[Natural language region descriptions]
# # # #

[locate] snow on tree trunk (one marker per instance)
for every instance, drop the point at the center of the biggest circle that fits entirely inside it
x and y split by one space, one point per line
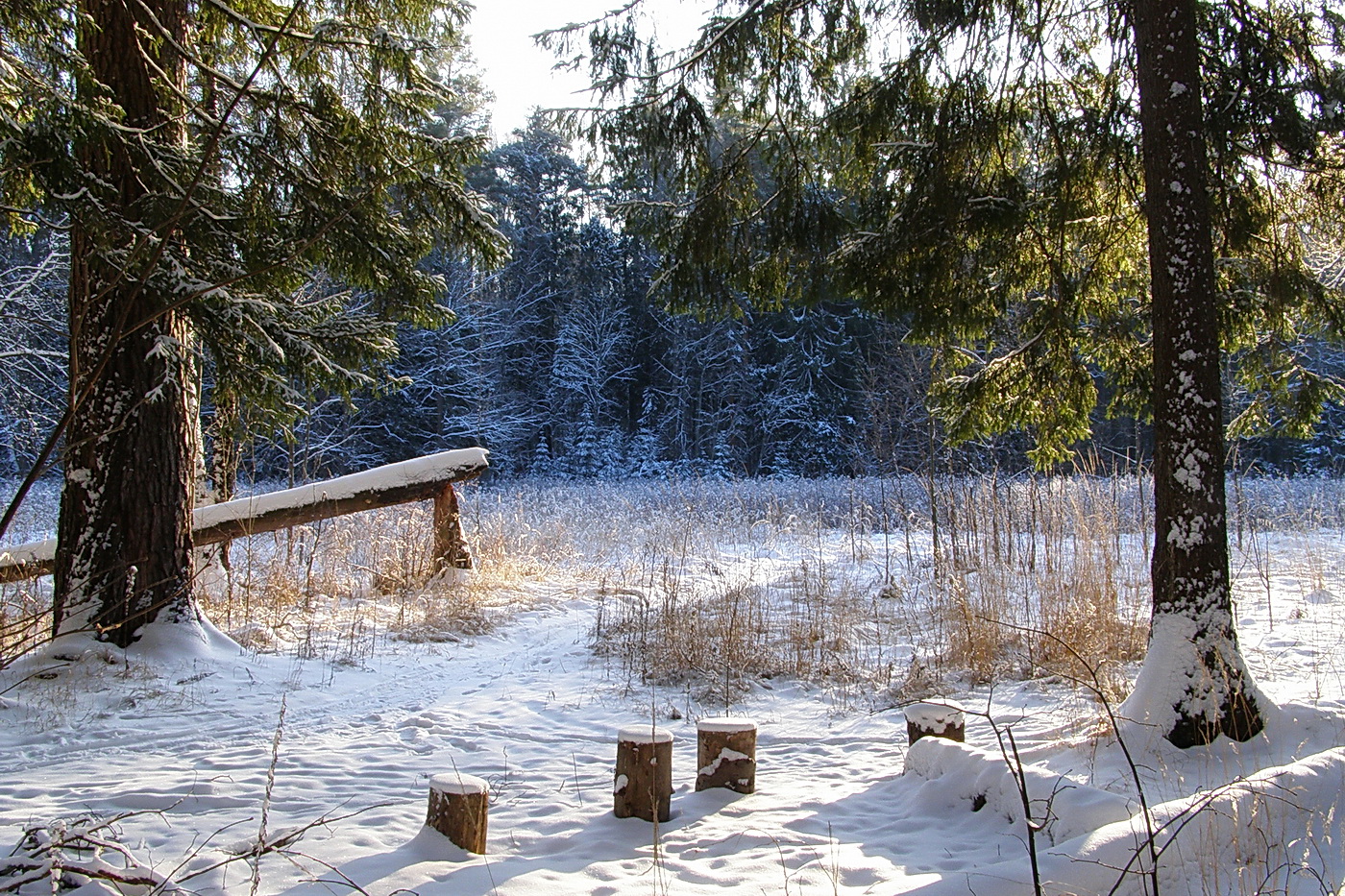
125 513
1193 684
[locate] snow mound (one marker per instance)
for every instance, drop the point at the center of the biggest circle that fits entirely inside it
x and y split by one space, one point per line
988 782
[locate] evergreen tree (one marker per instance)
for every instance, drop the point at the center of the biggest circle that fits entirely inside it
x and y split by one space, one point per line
210 157
974 170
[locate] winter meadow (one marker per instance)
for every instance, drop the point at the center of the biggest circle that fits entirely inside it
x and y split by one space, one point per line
847 447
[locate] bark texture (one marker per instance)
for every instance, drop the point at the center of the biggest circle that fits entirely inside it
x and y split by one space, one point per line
726 755
643 785
125 514
459 808
1190 541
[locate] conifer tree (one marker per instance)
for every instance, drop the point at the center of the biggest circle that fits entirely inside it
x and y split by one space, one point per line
208 157
977 170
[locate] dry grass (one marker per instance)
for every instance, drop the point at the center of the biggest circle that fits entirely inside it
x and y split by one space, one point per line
881 590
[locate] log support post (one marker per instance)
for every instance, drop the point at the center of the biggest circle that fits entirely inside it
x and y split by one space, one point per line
457 809
726 754
450 546
643 786
942 718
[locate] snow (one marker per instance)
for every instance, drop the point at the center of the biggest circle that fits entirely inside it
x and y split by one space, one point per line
725 757
443 466
439 467
726 724
181 729
935 715
459 785
646 735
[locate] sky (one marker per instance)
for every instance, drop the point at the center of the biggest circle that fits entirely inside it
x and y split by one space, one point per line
521 74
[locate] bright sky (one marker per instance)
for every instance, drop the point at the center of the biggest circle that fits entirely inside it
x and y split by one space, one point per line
520 73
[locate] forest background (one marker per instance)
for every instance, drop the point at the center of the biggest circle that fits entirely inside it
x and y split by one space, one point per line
562 363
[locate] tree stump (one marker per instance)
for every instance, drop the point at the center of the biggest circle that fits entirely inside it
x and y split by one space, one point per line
457 808
942 718
726 754
643 786
450 546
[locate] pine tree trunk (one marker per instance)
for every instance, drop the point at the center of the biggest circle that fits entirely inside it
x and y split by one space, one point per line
125 513
1193 664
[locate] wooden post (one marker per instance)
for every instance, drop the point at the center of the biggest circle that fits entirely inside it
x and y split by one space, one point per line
726 754
450 546
643 786
942 718
457 809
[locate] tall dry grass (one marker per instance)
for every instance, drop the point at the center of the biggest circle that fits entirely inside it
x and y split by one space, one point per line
878 588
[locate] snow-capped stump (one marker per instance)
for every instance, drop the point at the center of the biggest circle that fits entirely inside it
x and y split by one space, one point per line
457 809
450 546
643 785
937 718
726 754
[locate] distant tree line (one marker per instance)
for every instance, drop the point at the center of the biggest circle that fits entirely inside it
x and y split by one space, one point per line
564 365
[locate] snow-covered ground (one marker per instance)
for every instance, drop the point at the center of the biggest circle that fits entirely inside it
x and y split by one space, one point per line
208 742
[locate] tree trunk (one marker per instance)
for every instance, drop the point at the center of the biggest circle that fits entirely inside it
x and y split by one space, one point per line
125 513
1193 682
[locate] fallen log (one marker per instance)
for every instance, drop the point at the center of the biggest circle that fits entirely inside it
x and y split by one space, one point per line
400 483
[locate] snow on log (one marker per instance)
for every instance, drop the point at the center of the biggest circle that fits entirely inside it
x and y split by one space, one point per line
726 754
419 479
27 561
937 718
457 809
643 782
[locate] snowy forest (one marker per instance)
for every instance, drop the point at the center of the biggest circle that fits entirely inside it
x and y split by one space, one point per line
944 397
562 363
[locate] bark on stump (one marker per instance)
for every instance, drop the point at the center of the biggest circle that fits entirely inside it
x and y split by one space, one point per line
457 808
643 786
943 718
450 546
726 754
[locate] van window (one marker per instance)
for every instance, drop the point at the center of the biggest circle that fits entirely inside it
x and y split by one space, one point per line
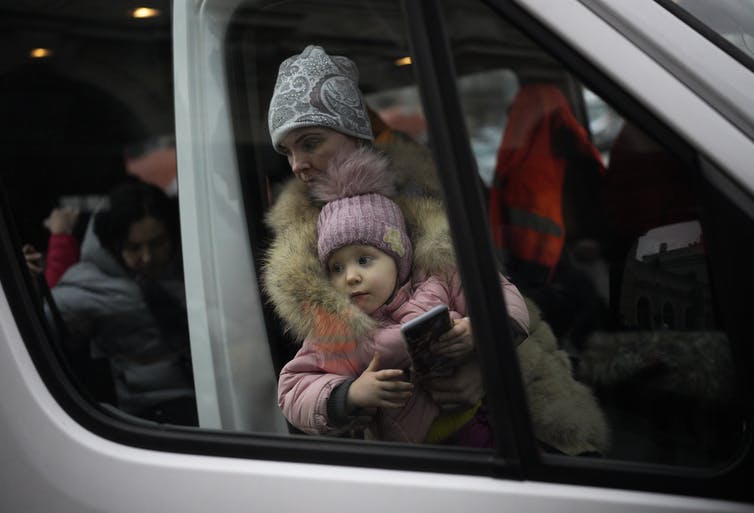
608 233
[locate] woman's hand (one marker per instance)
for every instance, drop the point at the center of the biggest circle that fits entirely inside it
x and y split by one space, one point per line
457 343
378 388
462 389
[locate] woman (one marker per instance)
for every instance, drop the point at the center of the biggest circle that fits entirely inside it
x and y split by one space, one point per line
317 111
125 301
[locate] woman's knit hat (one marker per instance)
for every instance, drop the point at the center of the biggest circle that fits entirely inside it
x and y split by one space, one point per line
356 186
316 89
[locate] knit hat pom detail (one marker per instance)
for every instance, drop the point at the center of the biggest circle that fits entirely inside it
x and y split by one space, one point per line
349 174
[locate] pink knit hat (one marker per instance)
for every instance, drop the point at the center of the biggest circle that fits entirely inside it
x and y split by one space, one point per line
356 186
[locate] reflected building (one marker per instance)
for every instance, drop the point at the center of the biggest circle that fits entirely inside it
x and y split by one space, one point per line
668 289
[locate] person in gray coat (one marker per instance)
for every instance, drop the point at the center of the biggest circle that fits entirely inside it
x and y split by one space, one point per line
125 301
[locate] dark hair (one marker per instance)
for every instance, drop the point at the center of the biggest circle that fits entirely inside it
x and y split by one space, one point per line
131 202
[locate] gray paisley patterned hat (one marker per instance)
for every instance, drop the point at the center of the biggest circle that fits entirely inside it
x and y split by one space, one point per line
316 89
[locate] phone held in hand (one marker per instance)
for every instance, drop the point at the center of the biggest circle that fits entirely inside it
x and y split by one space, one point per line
419 334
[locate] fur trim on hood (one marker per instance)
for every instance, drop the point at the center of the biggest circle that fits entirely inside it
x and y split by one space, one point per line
564 412
295 280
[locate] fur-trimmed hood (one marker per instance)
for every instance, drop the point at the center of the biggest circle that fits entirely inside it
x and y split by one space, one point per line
564 412
295 280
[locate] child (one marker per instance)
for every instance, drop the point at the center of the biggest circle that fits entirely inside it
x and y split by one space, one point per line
335 384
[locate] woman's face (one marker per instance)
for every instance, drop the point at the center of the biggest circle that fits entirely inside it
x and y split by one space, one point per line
148 248
309 150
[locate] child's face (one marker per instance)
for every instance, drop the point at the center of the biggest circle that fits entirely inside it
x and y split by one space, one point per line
366 274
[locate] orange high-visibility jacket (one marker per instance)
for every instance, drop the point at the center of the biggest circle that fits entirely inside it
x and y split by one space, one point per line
526 197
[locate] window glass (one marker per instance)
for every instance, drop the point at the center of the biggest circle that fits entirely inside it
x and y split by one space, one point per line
607 234
87 107
371 35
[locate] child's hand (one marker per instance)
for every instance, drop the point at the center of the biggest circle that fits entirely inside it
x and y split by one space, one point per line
457 342
378 388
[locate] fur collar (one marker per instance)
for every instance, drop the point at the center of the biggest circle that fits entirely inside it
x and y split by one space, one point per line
295 281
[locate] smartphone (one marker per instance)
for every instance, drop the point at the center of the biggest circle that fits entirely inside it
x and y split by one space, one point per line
419 334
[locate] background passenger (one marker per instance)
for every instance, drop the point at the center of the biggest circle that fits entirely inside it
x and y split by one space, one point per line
125 300
62 246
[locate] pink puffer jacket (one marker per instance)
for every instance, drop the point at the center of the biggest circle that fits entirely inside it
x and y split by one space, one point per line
322 364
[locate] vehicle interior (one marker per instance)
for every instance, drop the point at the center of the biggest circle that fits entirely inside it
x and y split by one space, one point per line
634 305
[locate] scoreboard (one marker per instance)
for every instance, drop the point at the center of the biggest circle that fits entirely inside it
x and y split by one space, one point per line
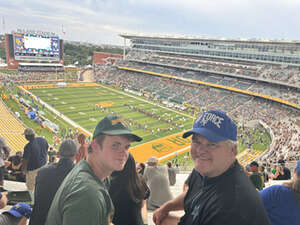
37 47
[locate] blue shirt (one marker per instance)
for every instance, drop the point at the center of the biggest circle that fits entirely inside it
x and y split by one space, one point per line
281 205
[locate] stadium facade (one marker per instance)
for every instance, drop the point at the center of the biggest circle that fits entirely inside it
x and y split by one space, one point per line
251 50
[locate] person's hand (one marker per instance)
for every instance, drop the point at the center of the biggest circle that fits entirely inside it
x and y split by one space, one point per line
3 200
159 215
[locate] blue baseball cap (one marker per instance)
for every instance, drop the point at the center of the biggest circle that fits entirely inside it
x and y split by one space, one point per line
20 209
215 126
298 167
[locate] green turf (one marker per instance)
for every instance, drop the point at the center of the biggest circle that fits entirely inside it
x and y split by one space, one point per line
78 104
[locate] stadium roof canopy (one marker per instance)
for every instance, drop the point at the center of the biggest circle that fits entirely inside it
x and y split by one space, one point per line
40 64
194 38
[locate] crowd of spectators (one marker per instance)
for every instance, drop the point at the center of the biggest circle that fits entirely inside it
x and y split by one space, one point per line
284 74
273 90
242 107
32 77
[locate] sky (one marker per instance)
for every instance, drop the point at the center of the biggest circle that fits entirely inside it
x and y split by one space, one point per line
101 21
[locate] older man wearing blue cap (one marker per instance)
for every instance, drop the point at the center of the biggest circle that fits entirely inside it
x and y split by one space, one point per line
219 191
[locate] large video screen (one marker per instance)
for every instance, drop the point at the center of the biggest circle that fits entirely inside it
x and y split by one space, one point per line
36 47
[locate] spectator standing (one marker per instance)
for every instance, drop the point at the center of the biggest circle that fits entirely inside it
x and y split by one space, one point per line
171 173
286 171
34 157
4 153
48 180
52 155
279 174
128 192
255 176
3 199
14 167
83 197
282 202
224 194
17 215
141 168
157 179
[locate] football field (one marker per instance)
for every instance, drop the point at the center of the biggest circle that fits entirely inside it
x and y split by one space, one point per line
88 105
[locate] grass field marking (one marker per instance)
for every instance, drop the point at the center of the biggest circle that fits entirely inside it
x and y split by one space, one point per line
67 119
160 147
132 96
105 104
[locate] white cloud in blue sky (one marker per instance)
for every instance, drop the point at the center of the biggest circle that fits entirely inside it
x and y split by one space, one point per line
100 21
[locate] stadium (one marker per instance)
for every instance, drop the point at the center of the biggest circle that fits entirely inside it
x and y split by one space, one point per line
158 86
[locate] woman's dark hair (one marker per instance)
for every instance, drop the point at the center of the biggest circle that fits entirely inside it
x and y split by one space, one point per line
142 165
294 185
131 179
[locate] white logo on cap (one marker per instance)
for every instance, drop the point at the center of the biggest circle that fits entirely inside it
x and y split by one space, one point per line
216 120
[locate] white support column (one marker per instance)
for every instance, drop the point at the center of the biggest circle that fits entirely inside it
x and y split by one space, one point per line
124 49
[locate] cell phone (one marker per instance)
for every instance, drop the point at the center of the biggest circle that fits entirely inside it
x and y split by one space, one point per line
13 197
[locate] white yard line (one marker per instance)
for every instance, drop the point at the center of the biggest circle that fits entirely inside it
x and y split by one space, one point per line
141 99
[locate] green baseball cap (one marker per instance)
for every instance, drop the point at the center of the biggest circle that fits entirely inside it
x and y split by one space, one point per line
114 125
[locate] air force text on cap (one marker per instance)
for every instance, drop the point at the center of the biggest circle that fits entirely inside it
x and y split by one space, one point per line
213 118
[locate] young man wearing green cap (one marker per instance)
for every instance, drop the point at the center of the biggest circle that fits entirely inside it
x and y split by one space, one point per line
219 191
83 197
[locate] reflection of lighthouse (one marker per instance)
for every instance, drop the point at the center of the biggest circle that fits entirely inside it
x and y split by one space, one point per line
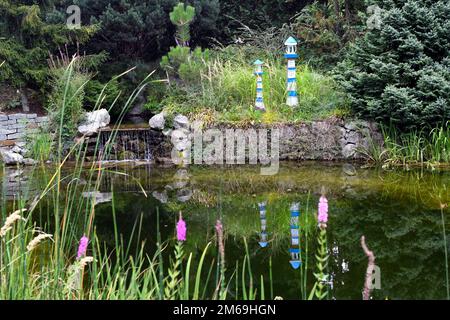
262 216
291 55
259 103
294 250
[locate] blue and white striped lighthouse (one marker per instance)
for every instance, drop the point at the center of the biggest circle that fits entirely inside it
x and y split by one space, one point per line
291 56
259 103
262 217
294 250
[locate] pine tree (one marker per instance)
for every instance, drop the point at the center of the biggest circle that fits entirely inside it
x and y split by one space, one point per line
400 73
26 39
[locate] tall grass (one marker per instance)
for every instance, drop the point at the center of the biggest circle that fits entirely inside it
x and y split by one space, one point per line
227 92
420 147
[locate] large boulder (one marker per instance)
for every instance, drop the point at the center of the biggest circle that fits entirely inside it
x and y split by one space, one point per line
181 122
9 157
94 121
157 121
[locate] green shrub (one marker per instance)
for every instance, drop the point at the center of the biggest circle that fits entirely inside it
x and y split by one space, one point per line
40 145
108 93
227 92
400 74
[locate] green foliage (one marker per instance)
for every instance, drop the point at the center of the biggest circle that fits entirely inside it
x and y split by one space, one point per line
225 92
26 39
180 62
65 103
40 145
322 264
400 74
182 16
108 93
325 29
417 147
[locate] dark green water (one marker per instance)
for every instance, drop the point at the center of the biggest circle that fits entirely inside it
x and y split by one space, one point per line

# # # #

### What you should do
In the records above, find each line that mentions the word "large", and copy it.

### Output for this task
[locate] large video screen (one marker per instance)
[locate] large boulder (one marker per instance)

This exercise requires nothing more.